Give back every line of the items below unchanged, leaving out the pictures.

== RECORD EXTRACTS

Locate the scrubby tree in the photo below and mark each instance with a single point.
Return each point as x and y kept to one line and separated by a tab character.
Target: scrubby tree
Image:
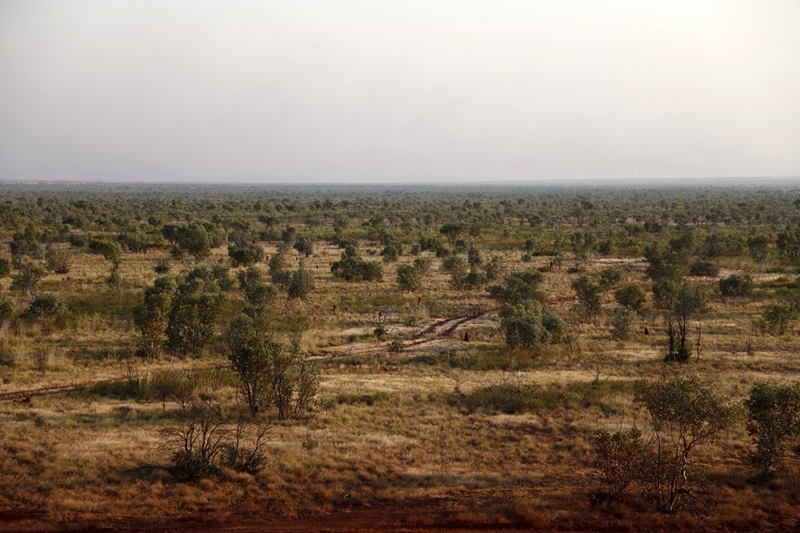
301	283
685	412
619	458
773	419
273	374
736	285
47	306
245	253
530	325
26	280
152	315
57	260
409	277
107	248
518	288
778	317
690	301
352	267
304	245
622	322
195	306
257	292
5	267
758	248
631	296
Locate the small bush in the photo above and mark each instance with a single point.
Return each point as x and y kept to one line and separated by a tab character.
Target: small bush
622	323
703	268
619	458
7	356
736	285
773	419
630	296
47	306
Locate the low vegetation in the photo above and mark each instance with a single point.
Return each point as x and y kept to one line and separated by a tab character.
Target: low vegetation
580	359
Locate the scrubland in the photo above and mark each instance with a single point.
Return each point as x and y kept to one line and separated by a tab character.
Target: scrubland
433	422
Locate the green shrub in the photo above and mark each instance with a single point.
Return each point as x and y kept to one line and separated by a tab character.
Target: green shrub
620	459
703	268
773	419
736	285
47	306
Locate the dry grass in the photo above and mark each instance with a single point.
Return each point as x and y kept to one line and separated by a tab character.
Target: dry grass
392	430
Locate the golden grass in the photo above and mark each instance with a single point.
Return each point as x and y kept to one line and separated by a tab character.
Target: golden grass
81	459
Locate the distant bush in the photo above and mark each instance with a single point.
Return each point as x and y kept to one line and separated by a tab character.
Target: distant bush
245	254
773	419
5	267
301	283
630	296
622	322
620	458
736	285
47	305
703	268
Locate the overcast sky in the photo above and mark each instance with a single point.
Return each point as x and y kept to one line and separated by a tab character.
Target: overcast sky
393	91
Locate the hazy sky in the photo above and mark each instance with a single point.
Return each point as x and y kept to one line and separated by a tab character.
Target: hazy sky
389	91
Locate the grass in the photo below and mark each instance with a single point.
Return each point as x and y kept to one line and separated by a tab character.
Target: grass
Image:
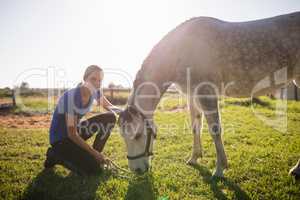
259	160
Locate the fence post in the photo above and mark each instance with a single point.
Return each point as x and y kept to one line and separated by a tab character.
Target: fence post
14	98
111	94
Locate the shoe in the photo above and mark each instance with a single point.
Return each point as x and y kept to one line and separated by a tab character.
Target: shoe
51	159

====

*REPLY TO THE EXERCISE:*
Locate the scrubby tree in the photo below and mark each instance with a single point.
Return each point as x and y kept to one line and separated by a tab character.
Target: scrubby tree
Image:
301	283
685	412
619	458
773	419
273	374
736	285
47	306
245	253
530	325
26	280
152	315
57	260
409	277
107	248
518	288
778	317
690	301
352	267
304	245
622	322
195	306
257	292
5	267
758	248
631	296
Locate the small bush in the photo above and mark each instance with a single point.
Return each point as x and y kept to one line and separated by a tab character.
Target: small bush
622	323
703	268
619	458
7	356
736	285
773	419
630	296
47	306
Locate the low vegetation in the photo above and mark each instance with a single point.
Return each point as x and y kept to one line and separated by a tab character.
Target: low vegetation
580	359
Locate the scrubland in the photo above and mark each instance with a single point.
Return each point as x and y kept to one line and separated by a tab character.
Target: scrubland
433	422
Locate the green shrub in the photo above and mark each instance with a single point.
Return each point as x and y kept to one line and separated by a tab character.
Target: green shrub
620	459
703	268
773	419
736	285
47	306
Locate the dry grass in the photo above and mark each instance with a single point.
Return each point as x and y kept to one line and separated by a tab character.
Target: dry grass
392	430
Locate the golden grass in the photo above and mark each instance with a single point.
Return each point as x and y kept to one line and separated by a tab character.
Target: golden grass
81	459
Locate the distant bush in the photo above and mark each instance with a single point.
Return each point as x and y kept to one line and separated by a tab character.
Target: distant bush
245	254
773	419
5	267
301	283
630	296
622	322
620	458
736	285
47	305
703	268
Locate the overcast sky in the photo above and mark each instance with a single point.
Return each point as x and y kept to one line and separated by a tab character.
Target: overcast sky
393	91
Locate the hazy sky in the photo above and mark each instance with a single point.
Return each point as x and y kept to one line and separated by a tab character.
Target: hazy sky
389	91
Locate the grass in the photo below and mark each instance with a single point.
Return each point as x and y kept to one line and separated by a tab character.
Target: grass
Image:
259	160
Locate the fence post in the photo above and mark each instance with a single point.
Return each point as x and y kept to one line and separated by a tab character.
Target: fence post
14	98
111	94
Locate the shoe in the photo above and mark each instance with a single point.
Return each point as x and y kept to one line and separated by a tab character.
Target: shoe
51	159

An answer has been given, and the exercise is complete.